Records from a dataset

=== Begin Enclosure ===

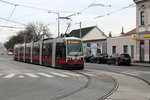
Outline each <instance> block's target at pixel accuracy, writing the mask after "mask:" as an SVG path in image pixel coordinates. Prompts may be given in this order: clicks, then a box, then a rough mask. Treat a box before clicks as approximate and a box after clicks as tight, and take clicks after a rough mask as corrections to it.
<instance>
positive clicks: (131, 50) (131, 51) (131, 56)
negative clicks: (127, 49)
mask: <svg viewBox="0 0 150 100" xmlns="http://www.w3.org/2000/svg"><path fill="white" fill-rule="evenodd" d="M131 58H132V59H134V46H133V45H131Z"/></svg>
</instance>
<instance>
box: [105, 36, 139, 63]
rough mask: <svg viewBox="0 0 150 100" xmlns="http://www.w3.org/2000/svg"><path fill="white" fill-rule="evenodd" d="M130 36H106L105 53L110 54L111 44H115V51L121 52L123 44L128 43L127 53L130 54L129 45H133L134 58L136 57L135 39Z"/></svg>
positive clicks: (122, 48)
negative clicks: (131, 38) (106, 39)
mask: <svg viewBox="0 0 150 100" xmlns="http://www.w3.org/2000/svg"><path fill="white" fill-rule="evenodd" d="M131 38H132V36H124V37H112V38H107V53H108V55H112V46H116V53H123V46H124V45H128V54H129V55H130V56H131V46H132V45H133V46H134V58H133V60H135V59H136V41H135V40H132V39H131Z"/></svg>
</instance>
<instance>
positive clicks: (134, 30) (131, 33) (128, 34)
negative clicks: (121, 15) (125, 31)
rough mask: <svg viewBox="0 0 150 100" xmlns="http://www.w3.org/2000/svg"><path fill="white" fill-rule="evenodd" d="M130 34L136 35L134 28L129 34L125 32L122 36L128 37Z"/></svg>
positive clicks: (135, 30) (128, 33)
mask: <svg viewBox="0 0 150 100" xmlns="http://www.w3.org/2000/svg"><path fill="white" fill-rule="evenodd" d="M132 34H136V28H135V29H133V30H131V31H129V32H127V33H125V34H124V36H130V35H132Z"/></svg>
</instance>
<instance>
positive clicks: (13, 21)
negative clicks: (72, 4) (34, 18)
mask: <svg viewBox="0 0 150 100" xmlns="http://www.w3.org/2000/svg"><path fill="white" fill-rule="evenodd" d="M0 19H1V20H6V21H9V22H13V23H16V24H20V25H24V26H27V25H26V24H24V23H21V22H17V21H12V20H9V19H5V18H2V17H0Z"/></svg>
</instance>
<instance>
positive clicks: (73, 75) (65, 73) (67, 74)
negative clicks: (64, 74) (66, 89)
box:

=== End Enclosure ===

#### [ACTIVITY]
All lines with the word "rough" must be located in the data and copied.

#### [WRITTEN SOLUTION]
Outline each <instance> block's target at pixel accuracy, writing the mask after "mask:" as an SVG path in image pixel coordinates. Prompts may be given in this order: clicks, then a box, then a rough mask. Treat a box before clicks as approximate and a box after clicks as tight, and take clicks after a rough mask as corrections to it.
rough mask: <svg viewBox="0 0 150 100" xmlns="http://www.w3.org/2000/svg"><path fill="white" fill-rule="evenodd" d="M130 36H106L105 53L110 54L111 44H115V51L121 52L123 44L128 43L127 53L130 54L129 45H133L134 58L136 57L135 39Z"/></svg>
rough mask: <svg viewBox="0 0 150 100" xmlns="http://www.w3.org/2000/svg"><path fill="white" fill-rule="evenodd" d="M130 34L136 35L134 28L129 34L125 32L122 36L128 37Z"/></svg>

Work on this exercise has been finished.